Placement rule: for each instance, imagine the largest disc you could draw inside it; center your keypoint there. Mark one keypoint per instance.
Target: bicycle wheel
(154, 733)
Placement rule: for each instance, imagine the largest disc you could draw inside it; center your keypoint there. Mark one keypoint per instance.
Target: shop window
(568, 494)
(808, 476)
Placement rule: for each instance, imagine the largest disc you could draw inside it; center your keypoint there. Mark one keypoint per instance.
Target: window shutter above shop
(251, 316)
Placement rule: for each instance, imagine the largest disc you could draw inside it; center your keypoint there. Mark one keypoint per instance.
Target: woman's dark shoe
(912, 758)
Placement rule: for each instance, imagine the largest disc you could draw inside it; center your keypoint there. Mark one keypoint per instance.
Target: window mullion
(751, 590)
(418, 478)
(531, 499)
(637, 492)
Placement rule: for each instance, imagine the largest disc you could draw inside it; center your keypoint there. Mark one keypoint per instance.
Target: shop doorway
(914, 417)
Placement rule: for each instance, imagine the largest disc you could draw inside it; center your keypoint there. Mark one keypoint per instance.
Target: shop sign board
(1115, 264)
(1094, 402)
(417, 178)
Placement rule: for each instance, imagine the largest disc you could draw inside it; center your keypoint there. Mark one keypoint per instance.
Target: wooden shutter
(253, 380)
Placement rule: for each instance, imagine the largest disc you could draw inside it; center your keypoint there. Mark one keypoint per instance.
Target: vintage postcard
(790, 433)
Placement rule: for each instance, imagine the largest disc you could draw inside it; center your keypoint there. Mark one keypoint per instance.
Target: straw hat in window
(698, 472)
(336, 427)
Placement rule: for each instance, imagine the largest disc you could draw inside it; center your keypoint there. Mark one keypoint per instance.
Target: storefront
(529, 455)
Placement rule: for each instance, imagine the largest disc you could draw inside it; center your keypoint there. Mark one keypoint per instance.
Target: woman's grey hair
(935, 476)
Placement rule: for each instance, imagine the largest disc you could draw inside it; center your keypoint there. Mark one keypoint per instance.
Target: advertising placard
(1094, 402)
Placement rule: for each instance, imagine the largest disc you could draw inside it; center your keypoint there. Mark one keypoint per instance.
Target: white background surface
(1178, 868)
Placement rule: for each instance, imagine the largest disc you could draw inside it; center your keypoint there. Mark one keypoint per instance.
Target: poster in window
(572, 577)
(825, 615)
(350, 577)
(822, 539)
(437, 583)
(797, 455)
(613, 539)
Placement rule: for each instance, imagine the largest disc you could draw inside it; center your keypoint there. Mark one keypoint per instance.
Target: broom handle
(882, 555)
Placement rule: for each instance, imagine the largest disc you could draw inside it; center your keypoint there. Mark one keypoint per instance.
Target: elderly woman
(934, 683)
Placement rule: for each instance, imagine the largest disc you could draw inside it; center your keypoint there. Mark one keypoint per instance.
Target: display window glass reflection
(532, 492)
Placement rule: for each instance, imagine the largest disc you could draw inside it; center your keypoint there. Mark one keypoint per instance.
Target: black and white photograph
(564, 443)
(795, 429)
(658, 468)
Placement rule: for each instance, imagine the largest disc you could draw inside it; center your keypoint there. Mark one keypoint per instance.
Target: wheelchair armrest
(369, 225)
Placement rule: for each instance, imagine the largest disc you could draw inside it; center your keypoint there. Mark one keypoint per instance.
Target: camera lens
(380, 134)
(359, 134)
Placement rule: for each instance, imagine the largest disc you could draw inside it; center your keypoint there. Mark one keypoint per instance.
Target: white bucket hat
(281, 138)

Work to do: Which lines of the data above contain the word "white"? Show each of them in full.

Solution:
Target: white background surface
Target: black and white photograph
Target: white bucket hat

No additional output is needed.